* To be done *
Extract all of the entries and give them again, word for word.

* Stored records *
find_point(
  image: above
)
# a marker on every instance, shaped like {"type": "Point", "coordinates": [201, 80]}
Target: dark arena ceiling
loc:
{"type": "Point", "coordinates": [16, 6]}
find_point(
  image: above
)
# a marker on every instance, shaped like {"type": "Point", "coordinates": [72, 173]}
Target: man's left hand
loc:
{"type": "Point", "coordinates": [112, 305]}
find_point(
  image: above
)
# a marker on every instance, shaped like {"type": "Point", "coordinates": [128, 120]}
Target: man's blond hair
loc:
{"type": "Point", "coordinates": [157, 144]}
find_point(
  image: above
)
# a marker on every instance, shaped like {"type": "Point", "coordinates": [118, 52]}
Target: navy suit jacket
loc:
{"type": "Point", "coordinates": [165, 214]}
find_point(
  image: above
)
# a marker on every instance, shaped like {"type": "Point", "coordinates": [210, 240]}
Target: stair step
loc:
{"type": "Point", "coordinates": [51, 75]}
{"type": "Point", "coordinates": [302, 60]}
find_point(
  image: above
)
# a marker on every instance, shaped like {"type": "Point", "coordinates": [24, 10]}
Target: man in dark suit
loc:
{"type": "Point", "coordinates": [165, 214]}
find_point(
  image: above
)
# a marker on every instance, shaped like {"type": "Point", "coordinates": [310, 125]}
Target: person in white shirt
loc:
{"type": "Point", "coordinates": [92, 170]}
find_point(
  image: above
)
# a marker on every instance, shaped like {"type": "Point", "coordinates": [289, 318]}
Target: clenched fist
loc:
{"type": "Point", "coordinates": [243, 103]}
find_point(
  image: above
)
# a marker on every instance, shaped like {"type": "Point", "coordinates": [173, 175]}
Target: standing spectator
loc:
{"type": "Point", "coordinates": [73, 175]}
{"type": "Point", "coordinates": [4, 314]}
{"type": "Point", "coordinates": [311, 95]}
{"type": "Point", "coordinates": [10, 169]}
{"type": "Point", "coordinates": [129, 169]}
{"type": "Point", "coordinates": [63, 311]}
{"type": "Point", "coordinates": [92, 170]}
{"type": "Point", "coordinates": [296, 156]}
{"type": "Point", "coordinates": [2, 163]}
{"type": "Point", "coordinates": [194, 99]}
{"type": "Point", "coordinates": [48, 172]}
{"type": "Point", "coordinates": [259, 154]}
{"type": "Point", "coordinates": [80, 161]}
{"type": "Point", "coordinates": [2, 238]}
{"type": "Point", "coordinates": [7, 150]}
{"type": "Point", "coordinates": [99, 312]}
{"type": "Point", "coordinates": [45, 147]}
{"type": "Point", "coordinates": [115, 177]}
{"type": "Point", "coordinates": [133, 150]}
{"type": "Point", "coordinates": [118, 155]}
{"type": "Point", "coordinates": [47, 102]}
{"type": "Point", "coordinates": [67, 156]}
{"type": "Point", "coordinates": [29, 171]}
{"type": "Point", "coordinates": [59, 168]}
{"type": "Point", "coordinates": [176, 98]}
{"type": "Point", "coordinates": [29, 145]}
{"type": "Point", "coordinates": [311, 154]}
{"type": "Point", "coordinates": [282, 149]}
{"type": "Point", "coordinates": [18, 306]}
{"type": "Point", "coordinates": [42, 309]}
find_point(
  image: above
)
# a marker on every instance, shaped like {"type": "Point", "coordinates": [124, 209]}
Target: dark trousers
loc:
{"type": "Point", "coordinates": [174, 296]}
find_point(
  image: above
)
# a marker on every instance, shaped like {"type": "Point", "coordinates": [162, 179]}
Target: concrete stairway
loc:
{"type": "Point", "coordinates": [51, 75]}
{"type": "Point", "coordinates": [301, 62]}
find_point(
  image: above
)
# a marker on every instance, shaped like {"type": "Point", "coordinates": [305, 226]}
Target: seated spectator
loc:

* Exercise output *
find_point(
  image: above
)
# a marker on every instance, shaped like {"type": "Point", "coordinates": [201, 80]}
Target: dark arena ceiling
loc:
{"type": "Point", "coordinates": [16, 6]}
find_point(
  image: above
)
# a marker on every instance, shaped like {"type": "Point", "coordinates": [72, 173]}
Target: man's left hand
loc:
{"type": "Point", "coordinates": [112, 305]}
find_point(
  image: above
)
# a marker on every instance, shaped like {"type": "Point", "coordinates": [128, 120]}
Target: man's blond hair
loc:
{"type": "Point", "coordinates": [157, 144]}
find_point(
  image: above
)
# a marker on every instance, shaped like {"type": "Point", "coordinates": [118, 52]}
Target: navy suit jacket
loc:
{"type": "Point", "coordinates": [165, 214]}
find_point(
  image: above
)
# a marker on every instance, shaped like {"type": "Point", "coordinates": [210, 240]}
Target: stair step
loc:
{"type": "Point", "coordinates": [51, 75]}
{"type": "Point", "coordinates": [302, 60]}
find_point(
  image: above
)
# a marker on every instance, shaped like {"type": "Point", "coordinates": [24, 10]}
Target: man in dark suit
loc:
{"type": "Point", "coordinates": [165, 214]}
find_point(
  image: above
)
# a marker on every instance, shaped like {"type": "Point", "coordinates": [310, 125]}
Target: person in white shirt
loc:
{"type": "Point", "coordinates": [92, 170]}
find_point(
  image: above
)
# a marker on every instance, shaped like {"type": "Point", "coordinates": [289, 318]}
Target: clenched fist
loc:
{"type": "Point", "coordinates": [243, 103]}
find_point(
  image: above
)
# a marker on every instance, shaped like {"type": "Point", "coordinates": [173, 175]}
Target: standing spectator
loc:
{"type": "Point", "coordinates": [73, 175]}
{"type": "Point", "coordinates": [4, 314]}
{"type": "Point", "coordinates": [311, 95]}
{"type": "Point", "coordinates": [10, 169]}
{"type": "Point", "coordinates": [129, 169]}
{"type": "Point", "coordinates": [63, 311]}
{"type": "Point", "coordinates": [92, 170]}
{"type": "Point", "coordinates": [296, 156]}
{"type": "Point", "coordinates": [2, 163]}
{"type": "Point", "coordinates": [194, 99]}
{"type": "Point", "coordinates": [48, 172]}
{"type": "Point", "coordinates": [259, 154]}
{"type": "Point", "coordinates": [80, 161]}
{"type": "Point", "coordinates": [2, 238]}
{"type": "Point", "coordinates": [7, 150]}
{"type": "Point", "coordinates": [99, 312]}
{"type": "Point", "coordinates": [45, 147]}
{"type": "Point", "coordinates": [115, 177]}
{"type": "Point", "coordinates": [133, 150]}
{"type": "Point", "coordinates": [118, 155]}
{"type": "Point", "coordinates": [47, 102]}
{"type": "Point", "coordinates": [67, 156]}
{"type": "Point", "coordinates": [29, 171]}
{"type": "Point", "coordinates": [59, 168]}
{"type": "Point", "coordinates": [176, 98]}
{"type": "Point", "coordinates": [29, 145]}
{"type": "Point", "coordinates": [311, 154]}
{"type": "Point", "coordinates": [282, 149]}
{"type": "Point", "coordinates": [18, 306]}
{"type": "Point", "coordinates": [42, 309]}
find_point(
  image: above
)
# a marker on every instance, shaped like {"type": "Point", "coordinates": [124, 209]}
Target: dark trousers
loc:
{"type": "Point", "coordinates": [174, 296]}
find_point(
  image: above
)
# a marker on every instance, shaped like {"type": "Point", "coordinates": [162, 179]}
Target: concrete stairway
loc:
{"type": "Point", "coordinates": [51, 75]}
{"type": "Point", "coordinates": [301, 62]}
find_point(
  image: above
)
# a marker on every instance, shaped like {"type": "Point", "coordinates": [305, 226]}
Target: seated spectator
loc:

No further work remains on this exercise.